Collected data:
--- START ---

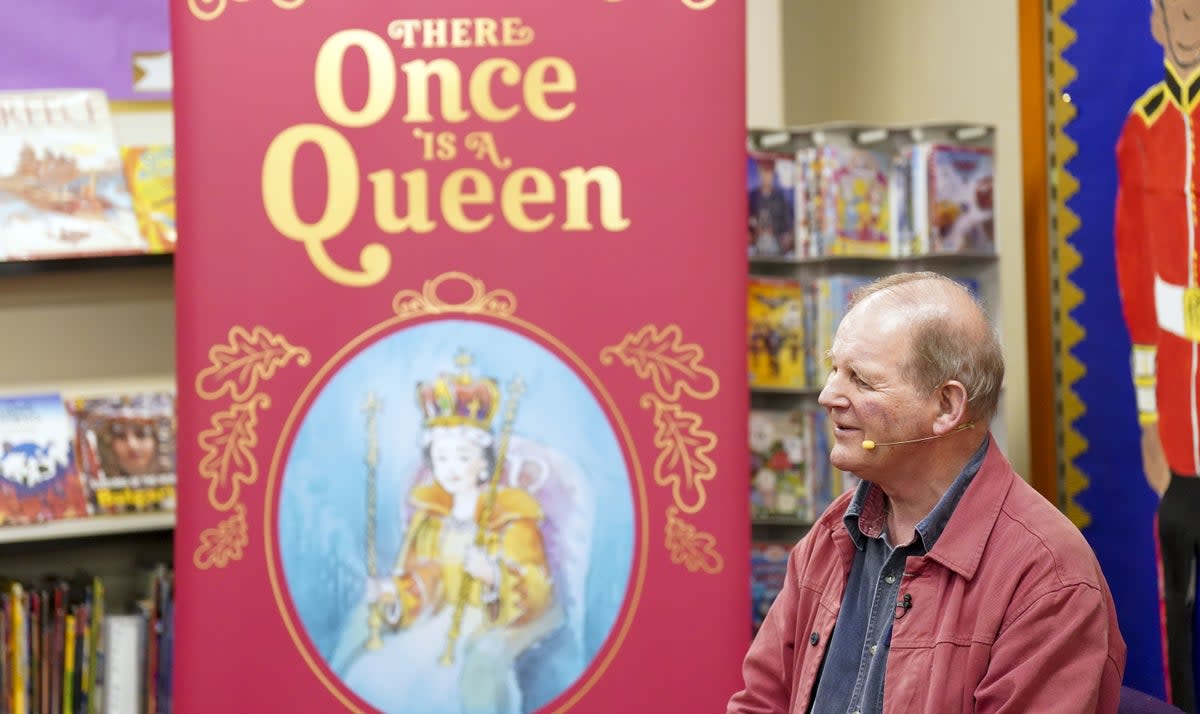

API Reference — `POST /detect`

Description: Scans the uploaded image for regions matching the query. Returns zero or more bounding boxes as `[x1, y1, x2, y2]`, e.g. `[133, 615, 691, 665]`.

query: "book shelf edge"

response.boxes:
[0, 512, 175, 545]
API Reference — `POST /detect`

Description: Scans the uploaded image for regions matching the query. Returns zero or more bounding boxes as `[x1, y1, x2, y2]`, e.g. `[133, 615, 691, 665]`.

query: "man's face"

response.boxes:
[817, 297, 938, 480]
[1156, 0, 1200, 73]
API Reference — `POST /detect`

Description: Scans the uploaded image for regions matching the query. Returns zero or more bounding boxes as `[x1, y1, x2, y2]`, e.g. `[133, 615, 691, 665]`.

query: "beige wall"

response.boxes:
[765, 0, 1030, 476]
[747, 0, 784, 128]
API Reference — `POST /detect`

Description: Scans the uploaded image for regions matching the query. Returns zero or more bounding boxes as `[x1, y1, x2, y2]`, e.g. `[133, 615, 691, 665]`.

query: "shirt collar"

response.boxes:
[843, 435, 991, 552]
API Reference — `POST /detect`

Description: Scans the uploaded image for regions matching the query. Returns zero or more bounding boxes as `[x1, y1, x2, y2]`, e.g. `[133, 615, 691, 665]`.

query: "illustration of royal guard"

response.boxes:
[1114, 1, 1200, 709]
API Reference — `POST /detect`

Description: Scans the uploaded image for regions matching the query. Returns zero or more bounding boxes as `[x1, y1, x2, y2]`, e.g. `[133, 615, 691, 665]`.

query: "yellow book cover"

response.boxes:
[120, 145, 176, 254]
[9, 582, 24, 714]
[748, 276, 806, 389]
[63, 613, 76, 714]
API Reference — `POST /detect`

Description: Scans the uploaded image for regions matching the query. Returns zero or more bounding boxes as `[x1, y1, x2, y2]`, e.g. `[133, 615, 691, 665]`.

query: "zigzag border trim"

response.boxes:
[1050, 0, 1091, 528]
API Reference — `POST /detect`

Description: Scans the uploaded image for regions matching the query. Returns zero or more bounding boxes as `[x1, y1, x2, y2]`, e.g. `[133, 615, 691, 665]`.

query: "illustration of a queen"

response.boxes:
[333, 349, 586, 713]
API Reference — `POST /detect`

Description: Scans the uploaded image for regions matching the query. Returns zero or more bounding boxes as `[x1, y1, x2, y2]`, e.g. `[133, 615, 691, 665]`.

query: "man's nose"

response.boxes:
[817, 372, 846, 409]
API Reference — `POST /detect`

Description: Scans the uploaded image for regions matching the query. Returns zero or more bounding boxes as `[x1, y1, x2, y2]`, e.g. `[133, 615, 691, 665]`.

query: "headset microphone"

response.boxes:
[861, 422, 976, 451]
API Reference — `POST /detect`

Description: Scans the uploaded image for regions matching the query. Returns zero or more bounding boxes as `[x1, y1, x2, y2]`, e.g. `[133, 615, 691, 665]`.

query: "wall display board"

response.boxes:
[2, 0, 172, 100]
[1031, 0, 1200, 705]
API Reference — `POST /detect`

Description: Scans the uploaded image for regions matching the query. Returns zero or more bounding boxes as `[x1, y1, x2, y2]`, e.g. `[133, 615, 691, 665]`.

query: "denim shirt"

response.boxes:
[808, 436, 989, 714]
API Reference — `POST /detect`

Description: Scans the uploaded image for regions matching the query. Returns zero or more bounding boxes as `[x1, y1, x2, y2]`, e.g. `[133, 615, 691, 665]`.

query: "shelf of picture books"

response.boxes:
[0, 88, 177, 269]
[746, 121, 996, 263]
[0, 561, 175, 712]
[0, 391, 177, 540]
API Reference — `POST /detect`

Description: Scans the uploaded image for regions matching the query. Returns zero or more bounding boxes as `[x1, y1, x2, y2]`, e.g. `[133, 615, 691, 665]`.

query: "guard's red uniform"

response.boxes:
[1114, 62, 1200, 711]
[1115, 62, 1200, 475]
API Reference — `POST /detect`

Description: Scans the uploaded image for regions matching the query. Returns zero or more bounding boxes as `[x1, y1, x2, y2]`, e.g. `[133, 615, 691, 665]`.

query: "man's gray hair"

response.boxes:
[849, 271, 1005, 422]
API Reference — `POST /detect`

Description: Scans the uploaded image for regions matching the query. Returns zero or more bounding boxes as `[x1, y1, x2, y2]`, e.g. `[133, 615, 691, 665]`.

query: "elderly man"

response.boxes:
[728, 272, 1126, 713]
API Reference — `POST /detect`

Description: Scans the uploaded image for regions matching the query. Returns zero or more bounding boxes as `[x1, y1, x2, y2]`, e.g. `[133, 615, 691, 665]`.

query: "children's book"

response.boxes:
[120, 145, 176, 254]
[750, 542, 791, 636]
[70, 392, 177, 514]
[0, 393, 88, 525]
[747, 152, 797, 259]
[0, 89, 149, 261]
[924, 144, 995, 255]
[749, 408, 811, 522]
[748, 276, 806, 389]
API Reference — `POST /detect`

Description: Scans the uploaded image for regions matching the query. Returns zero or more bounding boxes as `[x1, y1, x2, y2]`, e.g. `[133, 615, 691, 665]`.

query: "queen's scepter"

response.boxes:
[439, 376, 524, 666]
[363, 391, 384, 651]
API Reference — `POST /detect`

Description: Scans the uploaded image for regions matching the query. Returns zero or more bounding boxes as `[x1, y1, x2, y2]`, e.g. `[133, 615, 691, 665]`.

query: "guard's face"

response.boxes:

--- END ---

→ **Work task**
Reproduce every line of the records containing the string "wall".

→ **Response box**
query: "beige wall"
query: "wall display board"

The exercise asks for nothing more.